▸ Aim of the exercise
The records that follow must be transcribed exactly, each one in full.

===

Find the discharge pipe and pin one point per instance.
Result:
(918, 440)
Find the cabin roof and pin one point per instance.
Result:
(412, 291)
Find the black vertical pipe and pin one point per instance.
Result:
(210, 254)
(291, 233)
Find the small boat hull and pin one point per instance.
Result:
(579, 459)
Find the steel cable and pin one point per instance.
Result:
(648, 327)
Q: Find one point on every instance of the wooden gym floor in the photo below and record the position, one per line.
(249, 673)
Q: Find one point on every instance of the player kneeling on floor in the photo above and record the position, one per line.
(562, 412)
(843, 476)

===

▸ Exercise output
Find the discharge pipe and pin one point per instance.
Result:
(918, 440)
Find the cabin roof and pin one point per instance.
Result:
(412, 291)
Find the black vertical pipe and pin one point per instance.
Result:
(210, 254)
(291, 233)
Find the small boat hull and pin one point per instance.
Result:
(579, 459)
Find the steel cable and pin one point per instance.
Result:
(648, 327)
Q: Find one point on every instance of the wooden gym floor in the photo below and record the position, one per line.
(249, 673)
Q: Find one point on every instance of the player kneeling on floor in the photo above and record the position, one per line.
(562, 412)
(843, 476)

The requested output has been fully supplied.